— TASK OBJECTIVE —
List all lines of the data that include the string "building".
--- START ---
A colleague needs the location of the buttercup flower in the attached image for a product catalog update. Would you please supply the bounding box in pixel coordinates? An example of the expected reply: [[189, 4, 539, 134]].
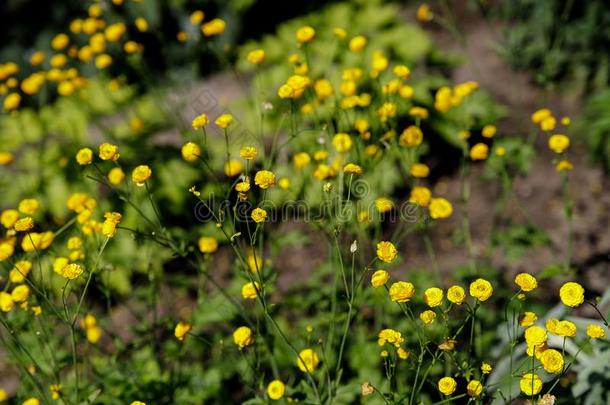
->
[[232, 326, 254, 349], [469, 278, 493, 301], [515, 273, 538, 292], [174, 321, 192, 341], [59, 263, 83, 280], [409, 186, 432, 207], [132, 165, 152, 186], [417, 4, 433, 22], [192, 113, 209, 129], [198, 237, 218, 254], [548, 134, 570, 154], [181, 142, 201, 162], [424, 287, 443, 307], [343, 163, 363, 175], [251, 208, 268, 223], [586, 324, 605, 339], [76, 148, 93, 165], [202, 19, 226, 37], [14, 217, 34, 232], [108, 167, 125, 185], [349, 35, 367, 52], [447, 285, 465, 304], [296, 26, 315, 44], [438, 377, 457, 395], [102, 212, 122, 237], [215, 113, 234, 129], [376, 241, 397, 263], [420, 310, 436, 324], [410, 163, 429, 178], [240, 146, 258, 160], [524, 325, 547, 347], [247, 49, 265, 65], [241, 282, 260, 299], [224, 160, 244, 177], [520, 373, 542, 396], [429, 198, 453, 219], [332, 133, 353, 152], [540, 349, 564, 373], [389, 281, 415, 302], [481, 362, 492, 374], [519, 312, 538, 327], [267, 380, 285, 400], [467, 380, 483, 397], [371, 270, 389, 287], [482, 125, 496, 138], [559, 282, 584, 307], [378, 329, 404, 347], [297, 348, 319, 372], [254, 170, 276, 189], [399, 126, 423, 147], [470, 143, 489, 160]]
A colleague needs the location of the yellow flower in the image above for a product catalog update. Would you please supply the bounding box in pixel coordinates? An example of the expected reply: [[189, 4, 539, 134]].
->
[[14, 217, 34, 232], [409, 186, 432, 207], [11, 284, 30, 302], [377, 102, 397, 122], [233, 326, 253, 349], [198, 237, 218, 254], [76, 148, 93, 165], [332, 133, 353, 152], [551, 319, 576, 337], [540, 349, 564, 373], [467, 380, 483, 397], [393, 64, 411, 79], [375, 197, 394, 213], [524, 325, 547, 346], [482, 125, 496, 138], [10, 260, 32, 283], [481, 362, 492, 374], [247, 250, 263, 273], [555, 159, 573, 172], [371, 270, 389, 287], [548, 134, 570, 153], [349, 35, 367, 52], [18, 199, 39, 215], [0, 292, 14, 312], [540, 116, 556, 131], [495, 146, 506, 157], [409, 106, 428, 119], [378, 329, 404, 347], [59, 263, 83, 280], [134, 17, 148, 32], [21, 231, 54, 252], [99, 143, 120, 161], [470, 143, 489, 160], [514, 273, 538, 292], [241, 282, 260, 300], [424, 287, 443, 307], [376, 241, 397, 263], [1, 209, 20, 228], [447, 285, 465, 304], [267, 380, 285, 400], [224, 160, 243, 177], [469, 278, 493, 301], [86, 326, 102, 344], [22, 398, 40, 405], [399, 126, 423, 147], [531, 108, 551, 124], [519, 312, 538, 327], [0, 151, 14, 165], [296, 26, 315, 44], [559, 281, 584, 307], [438, 377, 457, 396], [181, 142, 201, 162], [429, 198, 453, 219], [297, 348, 319, 372], [191, 113, 209, 129], [420, 310, 436, 324], [343, 163, 363, 175], [215, 113, 234, 129], [107, 167, 125, 185], [95, 54, 113, 69], [190, 10, 204, 24], [51, 33, 69, 50], [586, 324, 605, 339], [389, 281, 415, 302], [417, 4, 434, 22], [247, 49, 265, 65], [251, 208, 268, 223], [132, 165, 152, 186], [102, 212, 122, 237], [410, 163, 429, 178], [235, 181, 251, 193], [293, 152, 311, 169], [4, 93, 21, 111], [561, 116, 571, 126], [254, 170, 276, 189], [314, 79, 334, 99], [519, 373, 542, 396], [202, 19, 226, 37], [333, 27, 347, 39], [240, 146, 258, 160]]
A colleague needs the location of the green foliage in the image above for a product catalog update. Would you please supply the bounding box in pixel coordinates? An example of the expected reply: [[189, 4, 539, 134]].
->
[[575, 88, 610, 173]]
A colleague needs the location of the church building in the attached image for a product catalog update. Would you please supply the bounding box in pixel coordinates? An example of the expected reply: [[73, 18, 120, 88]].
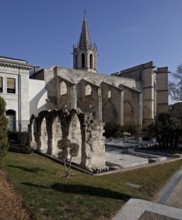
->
[[0, 15, 169, 131]]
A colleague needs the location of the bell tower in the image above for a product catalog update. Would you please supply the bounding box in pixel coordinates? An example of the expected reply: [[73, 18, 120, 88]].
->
[[73, 15, 97, 73]]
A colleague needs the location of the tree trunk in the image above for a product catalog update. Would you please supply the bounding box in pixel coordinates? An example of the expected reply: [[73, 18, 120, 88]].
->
[[64, 160, 67, 175], [67, 156, 73, 178]]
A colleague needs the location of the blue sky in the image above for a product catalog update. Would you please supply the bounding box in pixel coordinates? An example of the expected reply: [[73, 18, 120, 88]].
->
[[0, 0, 182, 75]]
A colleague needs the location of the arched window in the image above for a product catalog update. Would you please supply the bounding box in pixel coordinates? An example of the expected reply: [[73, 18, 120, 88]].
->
[[68, 113, 82, 164], [90, 54, 93, 69], [52, 116, 62, 157], [108, 90, 111, 99], [124, 101, 134, 124], [85, 84, 92, 96], [81, 53, 85, 68], [40, 117, 48, 153], [6, 110, 16, 131], [60, 81, 67, 95]]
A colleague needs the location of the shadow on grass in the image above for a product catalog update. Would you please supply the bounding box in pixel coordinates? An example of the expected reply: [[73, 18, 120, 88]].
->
[[22, 182, 131, 201], [8, 165, 45, 173]]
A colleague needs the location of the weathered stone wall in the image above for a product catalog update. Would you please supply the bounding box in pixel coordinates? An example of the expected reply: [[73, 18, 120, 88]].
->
[[37, 63, 168, 128], [43, 66, 138, 126], [29, 108, 106, 171], [77, 80, 102, 120], [113, 61, 169, 127], [156, 67, 168, 114], [57, 78, 75, 110], [121, 85, 141, 125], [102, 82, 123, 124]]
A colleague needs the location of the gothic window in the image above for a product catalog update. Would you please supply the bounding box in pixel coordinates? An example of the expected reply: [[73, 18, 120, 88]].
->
[[103, 101, 117, 123], [7, 78, 15, 93], [82, 53, 85, 68], [90, 53, 93, 69], [60, 81, 67, 95], [85, 84, 92, 96], [0, 77, 3, 93], [6, 110, 16, 131], [108, 90, 111, 99]]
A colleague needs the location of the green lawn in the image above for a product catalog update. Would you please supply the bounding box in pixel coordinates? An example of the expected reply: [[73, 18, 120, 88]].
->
[[3, 152, 182, 220]]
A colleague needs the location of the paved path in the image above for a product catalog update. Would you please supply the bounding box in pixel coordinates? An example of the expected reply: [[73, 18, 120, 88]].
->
[[156, 166, 182, 208], [112, 164, 182, 220]]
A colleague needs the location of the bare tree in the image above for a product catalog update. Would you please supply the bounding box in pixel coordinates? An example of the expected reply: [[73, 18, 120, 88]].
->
[[169, 64, 182, 102]]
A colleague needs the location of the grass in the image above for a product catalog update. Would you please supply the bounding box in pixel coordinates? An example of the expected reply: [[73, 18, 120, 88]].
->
[[3, 152, 182, 220]]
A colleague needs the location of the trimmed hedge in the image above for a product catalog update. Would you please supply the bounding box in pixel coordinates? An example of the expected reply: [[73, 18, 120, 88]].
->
[[104, 122, 124, 138], [104, 121, 140, 138], [8, 131, 28, 145], [8, 144, 33, 154]]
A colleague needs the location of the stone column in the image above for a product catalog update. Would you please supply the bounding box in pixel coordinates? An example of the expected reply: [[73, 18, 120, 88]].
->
[[139, 92, 143, 127], [119, 90, 124, 125], [98, 87, 102, 121], [72, 84, 77, 109]]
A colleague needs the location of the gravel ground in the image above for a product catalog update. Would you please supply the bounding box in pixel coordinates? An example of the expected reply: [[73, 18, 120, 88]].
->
[[0, 169, 30, 220]]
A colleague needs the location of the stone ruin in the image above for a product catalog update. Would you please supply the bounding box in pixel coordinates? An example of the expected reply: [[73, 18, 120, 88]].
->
[[29, 108, 106, 172]]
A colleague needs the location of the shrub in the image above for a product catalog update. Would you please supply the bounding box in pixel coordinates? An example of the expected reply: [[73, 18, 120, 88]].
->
[[8, 144, 33, 154], [0, 96, 8, 164], [8, 131, 28, 145], [104, 122, 124, 138], [148, 113, 182, 149], [123, 121, 140, 137]]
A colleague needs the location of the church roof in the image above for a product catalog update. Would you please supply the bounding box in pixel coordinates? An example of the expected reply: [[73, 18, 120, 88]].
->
[[79, 16, 92, 49]]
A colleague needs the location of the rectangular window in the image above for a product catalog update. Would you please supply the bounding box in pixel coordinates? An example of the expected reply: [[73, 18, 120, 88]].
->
[[7, 78, 16, 93], [0, 77, 3, 93]]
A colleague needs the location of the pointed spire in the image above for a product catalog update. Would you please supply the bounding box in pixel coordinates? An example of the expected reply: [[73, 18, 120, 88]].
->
[[79, 14, 92, 49], [73, 13, 97, 73]]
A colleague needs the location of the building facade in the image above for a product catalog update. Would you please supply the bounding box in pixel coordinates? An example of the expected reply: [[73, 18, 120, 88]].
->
[[0, 57, 47, 131], [0, 16, 169, 131]]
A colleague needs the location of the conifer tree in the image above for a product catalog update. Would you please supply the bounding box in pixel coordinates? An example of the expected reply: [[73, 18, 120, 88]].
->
[[0, 96, 8, 164]]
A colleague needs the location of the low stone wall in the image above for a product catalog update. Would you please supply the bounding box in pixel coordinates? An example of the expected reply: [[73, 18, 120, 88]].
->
[[29, 108, 106, 171]]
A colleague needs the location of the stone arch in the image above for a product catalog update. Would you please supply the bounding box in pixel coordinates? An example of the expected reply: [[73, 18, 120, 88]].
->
--- END ---
— ANSWER TO THIS TASK —
A colleague needs the location of the church building in the attached image for a product catalog update. Would you please supply the bounding box in pixel coordinates? An example of the expected reply: [[73, 18, 120, 88]].
A colleague needs the location of the building facade in the image above for a product catalog update. Would you please supply the bounding box in pixel coordinates? An example of the expected reply: [[73, 18, 120, 88]].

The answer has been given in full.